YOUR INSTRUCTIONS —
Continue the account of an autumn walk in Berlin's Grunewald forest, picking up after its last sentence.

PASSAGE PROVIDED —
How did that happen? A month and hot a single hike or walk. I thought perhaps it had been two weeks since my last journey down the S-Bahn but puh! not that long.

It was very warm and sun shining the whole day, enough so that Grunewald was awash in families, dogs, children, runners, cyclists, mushroom hunters and other despoilers of the autumn routine of the trees and animals. Woodpeckers were especially busy; mushrooms and other fungi not so as last time.

I decided to walk slightly further west before veering off south-ish, skirting one of the small lakes and wetlands before gently looping around to arrive at Dahlemer Feld. I was aiming for Havelgraben, the cleft on the east side of the small hill that is Haveltor or berg, and somehow in my successful wandering found myself after an hour exactly where I’d started. I think that’s the first time ever I’ve found myself turned around like that. I decided to head in the direction of Nikolaisee instead, not trusting that I wouldn’t do a silly repeat of my circular walking, and so veered off in the other direction.

Grunewald is ruined by a dead straight line that gouges from its north-east corner to the south-west tip. Almost the longest distance between any two borders of the forest is on one side the somewhat harmless Kronprinzessinnenweg, a sealed road for those not feeling like wandering in the muck of trees, on the other the venerable S-Bahn, raised on its pile of stones, and in-between the obnoxiously loud and very Roman sounding Avus. Otherwise known as the E51 / 115. An autobahn.

MATERIAL —
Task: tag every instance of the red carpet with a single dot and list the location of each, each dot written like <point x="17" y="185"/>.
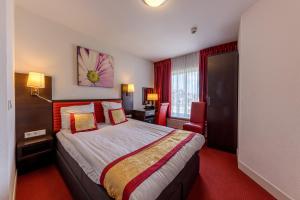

RESULT OF THIS TASK —
Not content to merely vandalise the centre of the forest, to make it impossible easy crossing from the heart of the woods to the lakes; being without noise barriers, it ceaselessly pollutes a kilometer-wide band on either side of its monument to personal selfishness with either a anxious, insistent rumble or unrestrained ear-tormenting blare, depending on one’s proximity.

Couldn’t they have at least buried it? As with all instances of trees coming into contact with urban planning though, nothing signals ‘coming in under budget’ like a single trunk, a copse or an entire Wald. Especially when the natives either side of said woods happen to of the class which approves such planning. (On that note, I can also happily say our Baum in Uferstrasse will remain. I wonder if anyone has told it the good news?)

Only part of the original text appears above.